THE RECORDS ▸
------------
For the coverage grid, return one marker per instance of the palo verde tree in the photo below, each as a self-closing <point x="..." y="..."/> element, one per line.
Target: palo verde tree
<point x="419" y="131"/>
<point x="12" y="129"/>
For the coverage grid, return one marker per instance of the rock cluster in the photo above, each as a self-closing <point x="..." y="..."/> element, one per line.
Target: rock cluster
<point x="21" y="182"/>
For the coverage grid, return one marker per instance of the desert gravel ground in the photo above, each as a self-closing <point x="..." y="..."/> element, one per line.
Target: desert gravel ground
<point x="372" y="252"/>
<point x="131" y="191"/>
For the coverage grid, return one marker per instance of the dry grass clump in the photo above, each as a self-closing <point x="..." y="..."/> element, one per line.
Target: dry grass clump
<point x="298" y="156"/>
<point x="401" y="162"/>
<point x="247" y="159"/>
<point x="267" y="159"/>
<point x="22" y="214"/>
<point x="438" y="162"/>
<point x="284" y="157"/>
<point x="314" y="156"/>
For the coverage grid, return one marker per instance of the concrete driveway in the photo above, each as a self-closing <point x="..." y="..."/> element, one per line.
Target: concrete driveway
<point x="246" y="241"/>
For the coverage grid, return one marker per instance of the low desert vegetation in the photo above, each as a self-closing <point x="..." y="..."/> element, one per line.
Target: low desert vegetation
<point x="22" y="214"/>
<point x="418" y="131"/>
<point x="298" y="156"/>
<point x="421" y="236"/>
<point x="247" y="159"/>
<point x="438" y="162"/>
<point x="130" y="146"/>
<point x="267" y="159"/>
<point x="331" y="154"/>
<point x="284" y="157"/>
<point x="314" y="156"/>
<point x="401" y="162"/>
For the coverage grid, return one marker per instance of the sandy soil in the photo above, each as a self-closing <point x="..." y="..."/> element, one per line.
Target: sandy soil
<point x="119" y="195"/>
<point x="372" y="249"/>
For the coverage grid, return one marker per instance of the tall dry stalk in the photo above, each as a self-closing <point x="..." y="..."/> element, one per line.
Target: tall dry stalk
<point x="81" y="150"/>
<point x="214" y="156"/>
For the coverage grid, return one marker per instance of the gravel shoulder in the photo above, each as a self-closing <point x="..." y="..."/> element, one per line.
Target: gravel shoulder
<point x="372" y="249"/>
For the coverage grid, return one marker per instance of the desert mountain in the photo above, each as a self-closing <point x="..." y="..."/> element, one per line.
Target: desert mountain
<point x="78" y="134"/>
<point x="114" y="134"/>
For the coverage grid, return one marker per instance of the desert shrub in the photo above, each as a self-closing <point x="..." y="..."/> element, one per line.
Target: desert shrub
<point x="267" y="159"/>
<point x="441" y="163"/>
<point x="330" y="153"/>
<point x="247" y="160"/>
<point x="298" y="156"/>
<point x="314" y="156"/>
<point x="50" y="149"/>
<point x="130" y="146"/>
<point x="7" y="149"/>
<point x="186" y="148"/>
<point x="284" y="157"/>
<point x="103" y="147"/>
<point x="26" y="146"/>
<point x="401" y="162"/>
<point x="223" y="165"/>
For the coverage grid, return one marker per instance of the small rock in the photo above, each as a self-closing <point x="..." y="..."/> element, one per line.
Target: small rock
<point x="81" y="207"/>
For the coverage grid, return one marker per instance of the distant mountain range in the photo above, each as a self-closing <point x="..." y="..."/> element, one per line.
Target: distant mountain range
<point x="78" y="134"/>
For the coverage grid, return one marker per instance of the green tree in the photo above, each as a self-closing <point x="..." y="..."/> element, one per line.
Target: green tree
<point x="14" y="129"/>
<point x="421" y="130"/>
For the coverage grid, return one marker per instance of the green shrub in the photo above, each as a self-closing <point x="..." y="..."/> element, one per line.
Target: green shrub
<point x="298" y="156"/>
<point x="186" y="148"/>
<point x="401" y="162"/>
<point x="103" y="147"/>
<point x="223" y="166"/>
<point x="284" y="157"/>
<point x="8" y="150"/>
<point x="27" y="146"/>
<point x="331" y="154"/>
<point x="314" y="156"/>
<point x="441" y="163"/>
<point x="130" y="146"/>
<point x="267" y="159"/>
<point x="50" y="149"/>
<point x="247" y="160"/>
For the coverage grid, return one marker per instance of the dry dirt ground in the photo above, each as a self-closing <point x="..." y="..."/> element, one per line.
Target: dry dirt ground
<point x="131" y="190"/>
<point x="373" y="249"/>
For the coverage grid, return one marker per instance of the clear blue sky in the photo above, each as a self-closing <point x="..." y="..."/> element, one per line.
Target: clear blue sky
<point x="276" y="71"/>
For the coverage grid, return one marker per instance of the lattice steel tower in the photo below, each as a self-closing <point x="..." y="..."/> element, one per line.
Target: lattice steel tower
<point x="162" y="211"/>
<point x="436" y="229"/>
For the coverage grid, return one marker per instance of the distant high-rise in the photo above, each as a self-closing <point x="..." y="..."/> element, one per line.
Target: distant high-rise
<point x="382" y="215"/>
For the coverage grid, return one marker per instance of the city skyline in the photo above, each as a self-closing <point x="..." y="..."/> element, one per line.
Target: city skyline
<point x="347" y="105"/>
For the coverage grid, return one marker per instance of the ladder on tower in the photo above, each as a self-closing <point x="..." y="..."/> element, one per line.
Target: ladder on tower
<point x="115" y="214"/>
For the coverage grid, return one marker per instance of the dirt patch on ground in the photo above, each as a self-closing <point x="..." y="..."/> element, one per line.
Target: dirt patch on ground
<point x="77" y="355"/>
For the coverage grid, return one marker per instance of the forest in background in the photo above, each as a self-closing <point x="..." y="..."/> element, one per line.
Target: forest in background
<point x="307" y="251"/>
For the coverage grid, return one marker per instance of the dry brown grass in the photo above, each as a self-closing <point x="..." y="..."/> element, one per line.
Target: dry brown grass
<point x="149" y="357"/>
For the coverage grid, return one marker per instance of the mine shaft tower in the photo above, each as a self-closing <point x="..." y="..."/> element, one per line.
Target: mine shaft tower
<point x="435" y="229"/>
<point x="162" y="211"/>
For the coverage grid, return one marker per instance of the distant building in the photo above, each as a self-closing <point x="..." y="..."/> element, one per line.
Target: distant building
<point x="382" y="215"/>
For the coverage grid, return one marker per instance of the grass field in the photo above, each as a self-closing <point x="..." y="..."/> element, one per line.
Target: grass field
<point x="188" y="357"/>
------------
TASK PROMPT ▸
Go through the lines above and copy any that contain "below".

TASK RESULT ▸
For the coverage grid, return one marker per instance of the palo verde tree in the photo below, each as a self-closing <point x="..." y="..."/> element, one per line.
For the coverage grid, return one marker per instance of the lattice steel tower in the photo below, each as a self-closing <point x="..." y="..."/> element, one per line.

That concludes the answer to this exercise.